- **Given problem**
Rewrite the part of the listing that opens with the line containing "drop a point: the flower stalk" and runs to the end of the listing, replacing "large green leaf" with "broad green leaf" and leaving everything else unchanged.

start Dataset

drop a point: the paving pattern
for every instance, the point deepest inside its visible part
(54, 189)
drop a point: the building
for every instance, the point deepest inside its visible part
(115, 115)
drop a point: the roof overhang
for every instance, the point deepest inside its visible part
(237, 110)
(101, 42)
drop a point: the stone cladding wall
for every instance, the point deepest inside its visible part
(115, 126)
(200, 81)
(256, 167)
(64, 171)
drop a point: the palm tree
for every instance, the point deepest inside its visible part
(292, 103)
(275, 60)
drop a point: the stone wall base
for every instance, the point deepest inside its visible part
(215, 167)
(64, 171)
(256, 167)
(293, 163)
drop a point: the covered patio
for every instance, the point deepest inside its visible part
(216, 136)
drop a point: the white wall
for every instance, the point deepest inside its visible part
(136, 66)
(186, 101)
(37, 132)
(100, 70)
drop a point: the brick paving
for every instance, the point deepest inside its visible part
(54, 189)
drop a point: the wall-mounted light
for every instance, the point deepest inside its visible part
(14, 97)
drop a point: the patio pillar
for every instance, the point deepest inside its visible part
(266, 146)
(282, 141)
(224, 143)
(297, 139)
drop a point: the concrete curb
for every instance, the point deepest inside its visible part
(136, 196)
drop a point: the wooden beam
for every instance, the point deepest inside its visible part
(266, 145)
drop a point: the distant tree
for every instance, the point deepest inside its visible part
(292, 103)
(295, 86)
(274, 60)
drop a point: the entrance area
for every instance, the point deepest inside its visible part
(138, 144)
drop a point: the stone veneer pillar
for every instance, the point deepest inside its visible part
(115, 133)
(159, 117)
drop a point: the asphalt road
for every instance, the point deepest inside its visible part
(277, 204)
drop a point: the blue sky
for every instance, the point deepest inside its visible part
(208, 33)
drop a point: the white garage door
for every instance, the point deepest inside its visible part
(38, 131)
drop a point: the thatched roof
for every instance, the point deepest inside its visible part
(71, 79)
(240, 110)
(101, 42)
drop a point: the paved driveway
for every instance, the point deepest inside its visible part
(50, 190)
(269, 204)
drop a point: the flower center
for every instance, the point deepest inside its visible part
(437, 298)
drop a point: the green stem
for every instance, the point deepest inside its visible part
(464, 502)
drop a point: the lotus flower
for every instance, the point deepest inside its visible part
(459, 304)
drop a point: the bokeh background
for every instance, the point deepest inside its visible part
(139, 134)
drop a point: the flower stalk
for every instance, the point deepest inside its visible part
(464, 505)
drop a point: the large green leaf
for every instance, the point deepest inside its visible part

end Dataset

- **The answer**
drop a point: the flower stalk
for every instance, the point deepest inside its visible part
(464, 505)
drop a point: the broad green leaf
for every instance, the point deepest inside its visible part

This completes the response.